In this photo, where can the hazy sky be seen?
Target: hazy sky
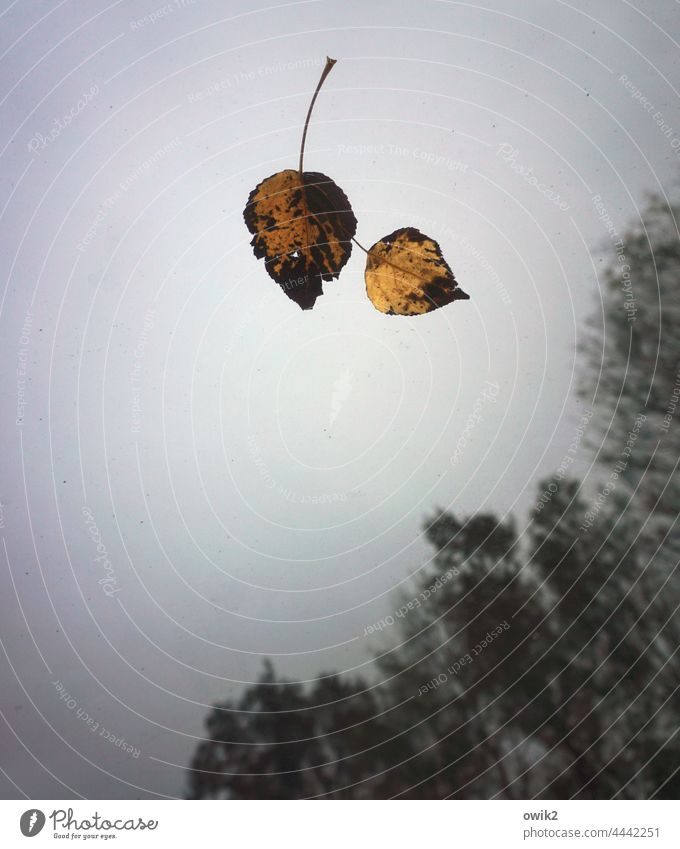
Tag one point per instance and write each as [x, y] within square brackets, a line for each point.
[196, 473]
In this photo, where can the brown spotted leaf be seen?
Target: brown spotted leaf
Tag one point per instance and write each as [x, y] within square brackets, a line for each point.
[302, 225]
[406, 274]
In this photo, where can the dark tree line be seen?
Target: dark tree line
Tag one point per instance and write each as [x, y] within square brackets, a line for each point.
[536, 666]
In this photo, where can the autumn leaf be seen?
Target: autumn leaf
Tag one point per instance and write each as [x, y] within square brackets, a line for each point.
[303, 225]
[406, 274]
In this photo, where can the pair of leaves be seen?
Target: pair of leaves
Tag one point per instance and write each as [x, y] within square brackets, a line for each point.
[303, 228]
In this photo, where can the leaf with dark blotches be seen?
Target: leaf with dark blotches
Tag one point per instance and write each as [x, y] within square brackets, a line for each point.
[302, 225]
[406, 274]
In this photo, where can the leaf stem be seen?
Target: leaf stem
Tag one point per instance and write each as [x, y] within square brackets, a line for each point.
[326, 71]
[359, 245]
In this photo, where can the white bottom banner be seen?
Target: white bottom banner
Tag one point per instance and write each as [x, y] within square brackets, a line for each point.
[342, 824]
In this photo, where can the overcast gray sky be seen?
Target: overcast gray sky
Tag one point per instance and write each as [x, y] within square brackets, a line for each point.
[196, 473]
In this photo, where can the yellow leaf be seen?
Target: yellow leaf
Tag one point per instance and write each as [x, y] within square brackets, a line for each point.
[406, 274]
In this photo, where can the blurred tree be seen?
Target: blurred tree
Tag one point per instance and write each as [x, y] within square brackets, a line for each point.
[538, 665]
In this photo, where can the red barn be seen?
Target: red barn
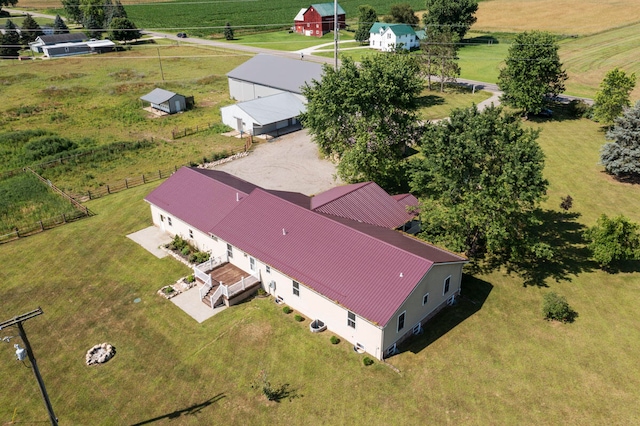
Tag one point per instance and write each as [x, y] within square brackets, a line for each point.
[317, 19]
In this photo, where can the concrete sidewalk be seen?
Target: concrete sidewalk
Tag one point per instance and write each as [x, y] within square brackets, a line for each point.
[190, 303]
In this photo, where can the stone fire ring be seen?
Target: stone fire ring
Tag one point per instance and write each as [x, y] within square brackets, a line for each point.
[99, 354]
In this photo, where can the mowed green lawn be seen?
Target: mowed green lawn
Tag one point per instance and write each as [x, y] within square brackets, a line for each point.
[489, 360]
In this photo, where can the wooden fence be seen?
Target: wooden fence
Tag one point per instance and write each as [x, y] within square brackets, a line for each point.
[43, 225]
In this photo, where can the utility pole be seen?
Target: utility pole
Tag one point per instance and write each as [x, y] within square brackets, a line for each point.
[335, 33]
[23, 335]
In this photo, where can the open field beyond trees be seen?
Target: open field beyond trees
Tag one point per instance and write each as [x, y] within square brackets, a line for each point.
[492, 359]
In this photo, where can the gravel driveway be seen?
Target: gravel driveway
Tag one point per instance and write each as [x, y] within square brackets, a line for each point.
[288, 163]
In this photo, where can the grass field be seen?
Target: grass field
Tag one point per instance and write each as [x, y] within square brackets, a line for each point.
[489, 360]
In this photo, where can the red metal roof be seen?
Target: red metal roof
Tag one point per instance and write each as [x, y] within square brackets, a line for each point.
[368, 269]
[200, 197]
[365, 202]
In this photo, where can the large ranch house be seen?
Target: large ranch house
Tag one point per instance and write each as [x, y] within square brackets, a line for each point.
[339, 257]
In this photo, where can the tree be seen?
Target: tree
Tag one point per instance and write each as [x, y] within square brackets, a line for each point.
[122, 29]
[10, 41]
[367, 18]
[402, 13]
[621, 157]
[614, 240]
[458, 15]
[480, 183]
[72, 8]
[440, 55]
[7, 3]
[228, 32]
[533, 71]
[30, 30]
[59, 26]
[364, 116]
[613, 96]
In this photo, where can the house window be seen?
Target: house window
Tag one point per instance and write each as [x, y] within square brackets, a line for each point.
[401, 320]
[425, 299]
[351, 319]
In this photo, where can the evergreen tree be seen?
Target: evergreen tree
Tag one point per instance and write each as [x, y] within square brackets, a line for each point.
[621, 157]
[30, 30]
[533, 71]
[366, 19]
[10, 42]
[228, 32]
[613, 96]
[59, 26]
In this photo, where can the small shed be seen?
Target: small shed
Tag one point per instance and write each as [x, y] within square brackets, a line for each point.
[165, 100]
[272, 114]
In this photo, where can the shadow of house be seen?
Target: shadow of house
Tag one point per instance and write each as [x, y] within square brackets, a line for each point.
[165, 101]
[473, 295]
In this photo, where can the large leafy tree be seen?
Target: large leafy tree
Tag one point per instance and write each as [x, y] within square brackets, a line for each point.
[614, 239]
[122, 29]
[613, 96]
[402, 13]
[621, 157]
[366, 18]
[440, 55]
[365, 114]
[532, 72]
[73, 11]
[59, 26]
[7, 3]
[480, 182]
[9, 41]
[458, 15]
[30, 30]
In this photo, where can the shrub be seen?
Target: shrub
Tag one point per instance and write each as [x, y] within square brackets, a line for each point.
[555, 307]
[567, 202]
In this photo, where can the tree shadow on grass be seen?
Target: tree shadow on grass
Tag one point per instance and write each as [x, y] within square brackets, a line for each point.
[193, 410]
[474, 293]
[429, 101]
[565, 235]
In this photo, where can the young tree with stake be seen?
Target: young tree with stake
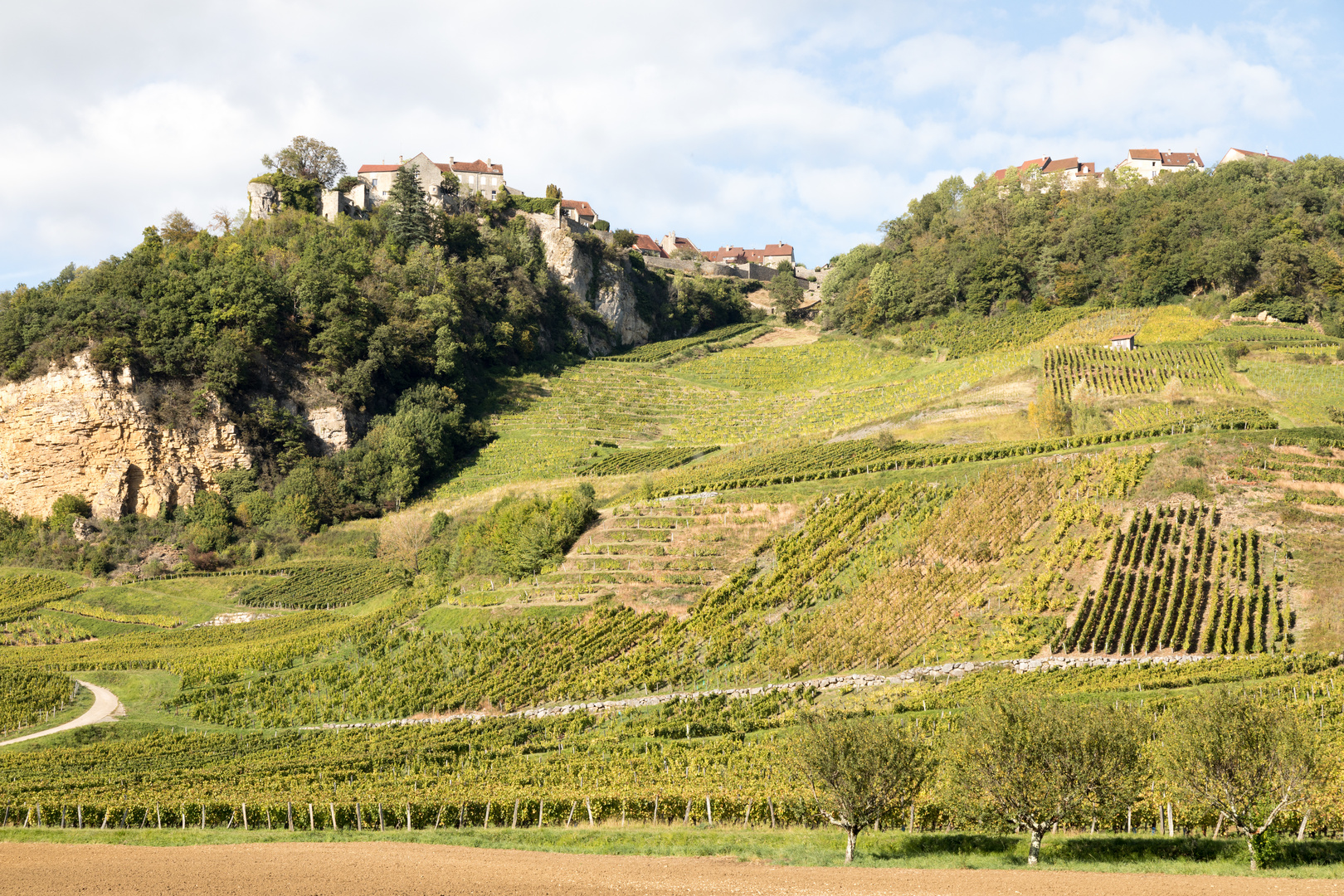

• **Required work**:
Turn every line of the listing above into a numbered list, skipping any blank lines. Leave the pictures out of your answer.

• **Answer to the problem**:
1. In this photo, where can the hazy sky be seen?
2. Target: hazy sky
3. Tag one point per instance and write each as [x, y] within square brackets, a line for each point.
4. [196, 473]
5. In this photo, where can the brown spotted leaf be seen?
6. Target: brown spotted leaf
7. Tag one point per instance and write each as [x, y] within square brackets, a line for each point.
8. [302, 225]
9. [406, 274]
10. In this photo, where can the dark tree line be seen?
11. Target: dark tree line
12. Tag one point per instance and write each as [x, y] within square brackets, a line for each point.
13. [536, 666]
14. In this photo, where can the autumn leaf be seen?
15. Target: autumn leaf
16. Tag one point per instance and write each as [x, y] within square brackets, a line for each point.
17. [303, 225]
18. [406, 274]
19. In this photo, where can the pair of leaves be seen?
20. Target: pair of leaves
21. Tag one point per instance and write each as [x, y] within square brackets, a line for each point.
22. [303, 228]
23. In this photo, where can the leaf with dark blotches be seen?
24. Target: leaf with dark blotches
25. Tag one point per instance and write each as [x, y] within square brackets, a line for each point.
26. [302, 225]
27. [406, 274]
28. In this photo, where can the leaf stem be seen?
29. Target: leaf stem
30. Tag one point per instance and write each as [x, y] within square brackets, a line for each point.
31. [326, 71]
32. [359, 245]
33. In this photo, where can the white bottom banner be seen?
34. Target: white bottom banner
35. Tag one point per instance and write each as [x, y] within square brackets, a line for each point.
36. [342, 824]
37. In this photo, where can the overcast gray sky be seen?
38. Target: overcast gray sky
39. Tag one point per instance and write each as [x, y] within square brackets, a line for each point.
40. [196, 473]
41. In this photo, where can the yellow leaf be seen?
42. Target: yellow leaf
43. Tag one point per instance and write each as [x, y] within square brackets, a line for each point.
44. [406, 274]
45. In this photo, where can the blurred tree be seen?
46. Target: blurred tree
47. Tag one point per instance and write each as [x, y] within square brackets, a line for each point.
48. [538, 665]
49. In this photo, where can the red barn be seen?
50. Target: red barn
51. Tag one point per instance and write each as [x, y] within square brackets, a line for each point.
52. [317, 19]
53. In this photo, where can the concrete sidewalk be seen?
54. Target: concrete sidewalk
55. Tag one point per instance and write each as [x, y] within square brackets, a line for each point.
56. [190, 303]
57. In this photo, where can the stone fire ring be seen?
58. Target: stone fire ring
59. Tag one point per instance and write each as [x, y] within square brackets, a line for each point.
60. [99, 354]
61. In this photo, where can the mowed green lawn be seen?
62. Target: mowed green lawn
63. Tag one point per instance and write each as [x, y] within square brackets, a line for each point.
64. [489, 360]
65. In this photo, where can the wooden fence be seen?
66. Target: wooden fence
67. Tag one point per instance and write each as [x, y] within square brackets, a line for each point.
68. [43, 225]
69. In this photo, where can the utility pole be seen?
70. Target: utility pole
71. Tag one point per instance and write each as [x, y] within square brackets, a line for each point.
72. [335, 33]
73. [23, 335]
74. In this photo, where can the open field beyond trees be seen?
75. Target: open field beyond trees
76. Tag one point per instance and write each as [x, y] within square brackets, a line for each point.
77. [492, 359]
78. In this photo, where can the gravel driveway be seen?
79. Target: gravel driveway
80. Tag one point per instance and write each as [x, y] within square brackets, a line for each point.
81. [288, 163]
82. In this photo, where can the grass field be seen?
83. Target: grass field
84. Tag one point per instance and write each as [x, y] within square brackets, a line for each point.
85. [489, 360]
86. In this photo, where can the red metal roof be seen?
87. Target: red metal roof
88. Tag one point per instance and write each as [x, y] within square brackets, a line for each point.
89. [368, 269]
90. [200, 197]
91. [365, 202]
92. In this photo, where can the large ranch house be seen?
93. Target: large ranch house
94. Tag one point per instance and write each as [x, y] within square brackets, a line for each point.
95. [339, 257]
96. In this photo, where can the tree be seen?
97. Target: tree
98. Tag one point per instance and write each as [x, y] within square brackets, a line for each point.
99. [122, 29]
100. [10, 41]
101. [367, 18]
102. [402, 13]
103. [621, 157]
104. [614, 240]
105. [458, 15]
106. [480, 183]
107. [72, 8]
108. [440, 55]
109. [7, 3]
110. [228, 32]
111. [533, 71]
112. [30, 30]
113. [59, 26]
114. [364, 116]
115. [613, 96]
116. In this photo, where can the house window be seen?
117. Target: house window
118. Tag one point per instance and write each as [x, y] within square brackets, a line for each point.
119. [401, 320]
120. [425, 299]
121. [351, 319]
122. In this photo, where can the evergreen tree be seen?
123. Target: evergreen tree
124. Tag one point per instance and write each as [x, y] within square brackets, a line for each point.
125. [621, 157]
126. [30, 30]
127. [533, 71]
128. [366, 19]
129. [10, 42]
130. [228, 32]
131. [613, 96]
132. [59, 26]
133. In this photo, where can the small shed be seen?
134. Target: small shed
135. Tag one point per instance and write each as [x, y] within square brackets, a line for each point.
136. [165, 100]
137. [272, 114]
138. In this photo, where can the shadow of house be seen?
139. Target: shadow of house
140. Tag one point per instance and write each as [x, y] within square brackets, a line for each point.
141. [165, 101]
142. [473, 295]
143. In this photo, where can the large leafy tree be seen?
144. Target: large leafy tree
145. Tag one point per instance and write each as [x, y] within square brackets, a line for each point.
146. [614, 239]
147. [122, 29]
148. [613, 96]
149. [402, 13]
150. [621, 157]
151. [366, 18]
152. [440, 55]
153. [365, 114]
154. [532, 72]
155. [73, 11]
156. [59, 26]
157. [7, 3]
158. [480, 182]
159. [9, 41]
160. [458, 15]
161. [30, 30]
162. In this photo, where can the shrub be seen?
163. Target: shrub
164. Tag one point per instance and write each as [x, y] within square brackets, a line for each point.
165. [555, 307]
166. [567, 202]
167. In this photo, where can the tree shadow on grass be seen?
168. Target: tree shadow on grass
169. Tag one point per instance and write each as [x, y] within square brackets, a line for each point.
170. [193, 410]
171. [474, 293]
172. [429, 101]
173. [565, 235]
174. In this photo, where can the young tree with stake be seen?
175. Target: young tree with stake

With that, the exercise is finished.